====== Listed records

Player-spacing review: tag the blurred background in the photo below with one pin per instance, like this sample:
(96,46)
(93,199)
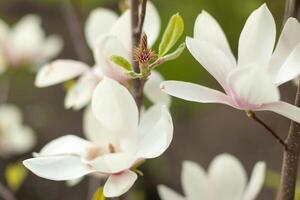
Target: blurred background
(201,131)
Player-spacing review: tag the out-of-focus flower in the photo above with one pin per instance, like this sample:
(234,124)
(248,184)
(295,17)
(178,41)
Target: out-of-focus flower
(26,43)
(107,35)
(15,138)
(225,179)
(117,141)
(251,83)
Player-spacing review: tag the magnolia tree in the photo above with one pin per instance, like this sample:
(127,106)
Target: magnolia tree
(121,130)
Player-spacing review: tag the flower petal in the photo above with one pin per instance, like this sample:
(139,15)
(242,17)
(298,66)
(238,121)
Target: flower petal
(257,38)
(166,193)
(114,107)
(195,182)
(59,71)
(206,54)
(256,181)
(194,92)
(118,184)
(228,176)
(99,22)
(57,168)
(285,109)
(155,132)
(153,91)
(252,86)
(208,29)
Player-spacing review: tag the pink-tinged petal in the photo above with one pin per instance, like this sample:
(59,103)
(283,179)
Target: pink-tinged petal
(196,184)
(252,86)
(166,193)
(155,132)
(206,54)
(285,109)
(118,184)
(65,145)
(256,181)
(99,22)
(208,29)
(257,38)
(57,168)
(228,176)
(59,71)
(288,40)
(290,69)
(194,92)
(115,108)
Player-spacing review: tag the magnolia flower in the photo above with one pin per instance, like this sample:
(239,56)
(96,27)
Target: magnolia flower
(226,179)
(252,82)
(107,35)
(15,138)
(26,43)
(117,141)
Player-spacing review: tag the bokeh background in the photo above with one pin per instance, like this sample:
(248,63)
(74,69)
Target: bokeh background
(201,131)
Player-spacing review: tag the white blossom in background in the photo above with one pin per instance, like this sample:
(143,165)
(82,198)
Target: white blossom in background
(225,179)
(25,43)
(117,141)
(107,34)
(251,83)
(15,138)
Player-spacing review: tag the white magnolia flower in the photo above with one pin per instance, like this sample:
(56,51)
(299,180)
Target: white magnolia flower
(117,141)
(15,138)
(26,43)
(226,179)
(107,35)
(252,82)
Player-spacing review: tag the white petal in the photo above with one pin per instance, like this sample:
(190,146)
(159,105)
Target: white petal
(252,86)
(195,182)
(208,29)
(166,193)
(256,181)
(257,38)
(228,176)
(69,144)
(206,54)
(289,111)
(114,107)
(81,93)
(99,22)
(59,71)
(153,91)
(118,184)
(194,92)
(57,168)
(155,132)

============

- [Work instructions] From the material above, copy everything exactly but the pictures.

- [Expected answer]
Player-spacing review: tag the blurred background in the photo below with one pin per instance, like this sample:
(96,46)
(93,199)
Target: blurred background
(201,131)
Player-spacing review: tag the out-of-focus flower in the photo above with one pin per instance, like this sample:
(234,124)
(248,184)
(295,17)
(178,41)
Target: out-of-focus flower
(26,43)
(107,35)
(15,138)
(225,179)
(117,141)
(251,83)
Player-spacing review: tag the magnolia tree in the photo above with one pin per instance, like this sample:
(127,106)
Target: magnolia tree
(121,130)
Player-spacing review: tag the flower petal in the photo above with one pin per instance, like this sample:
(139,15)
(242,17)
(298,66)
(238,121)
Target: flower petal
(257,38)
(166,193)
(114,107)
(195,182)
(59,71)
(206,54)
(256,181)
(194,92)
(118,184)
(228,176)
(99,22)
(57,168)
(285,109)
(155,132)
(153,91)
(252,86)
(208,29)
Player-spacing review: tag the pink-tinged petal in the photo above with one pin per instance, like this sample:
(59,103)
(283,179)
Target: pink-tinged petal
(196,184)
(252,86)
(166,193)
(155,132)
(206,54)
(285,109)
(118,184)
(65,145)
(256,181)
(99,22)
(208,29)
(257,38)
(57,168)
(228,176)
(59,71)
(288,40)
(290,69)
(194,92)
(115,108)
Player-spacing review: tag the magnolia flower in the photo above with one pin per instance, like this sample:
(239,56)
(96,27)
Target: magnolia flower
(226,179)
(252,82)
(107,35)
(15,138)
(26,43)
(117,141)
Player-spacing review: tag the bokeh background in the photo above with one pin per instance, like this sample:
(248,63)
(74,69)
Target: bokeh background
(201,131)
Player-spacing review: tag the white blossom in background in the photo above with one pin per instance, like this sample:
(143,165)
(82,198)
Target: white blossom in background
(225,179)
(25,43)
(117,141)
(107,34)
(251,83)
(15,138)
Player-spacing review: tag the white magnolia flower in the photo above with one pin per instance, like this sample:
(56,51)
(299,180)
Target: white magnolia flower
(117,141)
(15,138)
(26,43)
(226,179)
(107,35)
(252,82)
Player-spacing review: tag the white petal in the photo above with one pin per instance, like this sample:
(190,146)
(159,105)
Target: white petal
(252,86)
(195,182)
(208,29)
(166,193)
(256,181)
(257,38)
(228,176)
(69,144)
(206,54)
(289,111)
(114,107)
(81,93)
(99,22)
(59,71)
(153,91)
(118,184)
(194,92)
(57,168)
(155,132)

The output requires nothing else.